───── Quoted passage

Nothing says 'desert' like an Agave. For fanciers of desert plants, this genus needs no introduction, bringing to mind a stiff, succulent rosette of outstanding beauty and structural form. This is the essence of Agave - exquisite rosettes in an infinite variety of shapes, sizes, colors and textures. Others will know Agave for the spectacular giant panicles of flowers that are produced when the plant reaches a certain age. While plant explorations in Mexico have resulted in the discovery and introduction of many interesting Agaves that were previously unknown, it would be a pity to forget about all the fabulous Agave species native to the United States. So I have written this article to inform you about them and describe how cool they are.


Agave arizonica, cultivated at Tilden Regional Park, Berkeley, California.
The number of Agave species native to the United States depends upon how you count them, but at the very least, one would have to count 18 US native Agaves. Various Agaves are native to 7 of the 50 US states. The greatest diversity of Agaves in the US is found in the state of Arizona, home to 12 species, many of which have several forms and subspecies. The most northerly occurring Agave is A. utahensis subsp. utahensis, which is the only species native to Utah (as you might guess from the name). The most westerly occurring species is A. shawii subsp. shawii in the San Diego area. However, A. utahensis var. eborispina comes almost as far west in the mountains east of Death Valley, California, making it the most northwesterly Agave.

A. arizonica. Coming from a small area of central Arizona, this species may be of hybrid origin. An attractive plant forming small rosettes of dark blue-green leaves to 1' across, It is very rare in cultivation, but it ought to be hardy in much of the Pacific Northwest (to at least 0°F).


Agave chrysantha in habitat, Sierra Ancha, Arizona.
A. chrysantha - Golden-flowered Agave. Usually seen as a silvery or blue-green, somewhat open rosette to 3 - 5 feet across, this species is found in the mountains of central Arizona from about 2,500 to 6,500' and is closely related to A. palmeri. It is attractive, vigorous and very easy to grow, and deserves much more attention from gardeners than it receives. Hardy to about 0 - 10°F.

A. deserti. One wonders what inspired botanist George Engelmann to come up with the immensely clever botanical name for this plant. Indeed, it does grow in the desert, including some of the hottest parts of southern California, southwestern Arizona and adjacent northwestern Mexico. This species varies widely in its appearance and hardiness, and probably only the hardiest forms are worth attempting in the Pacific Northwest. The most common subspecies deserti from south-central California and adjacent Baja California has a tendency to offset prolifically, sometimes forming large colonies.

Agave deserti subsp. deserti in habitat, San Jacinto Mountains, California.

──────────
───── Source material

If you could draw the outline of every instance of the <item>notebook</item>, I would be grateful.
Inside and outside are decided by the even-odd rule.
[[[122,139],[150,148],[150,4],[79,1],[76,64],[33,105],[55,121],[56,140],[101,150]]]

──────────

## [Required task]
List every Agave species named in the text on native US Agaves, one per species, without repeating subspecies or varieties. Work only from the text on native US Agaves; the material plays no part.

## [Correct result]
Agave arizonica
Agave utahensis
Agave shawii
Agave chrysantha
Agave palmeri
Agave deserti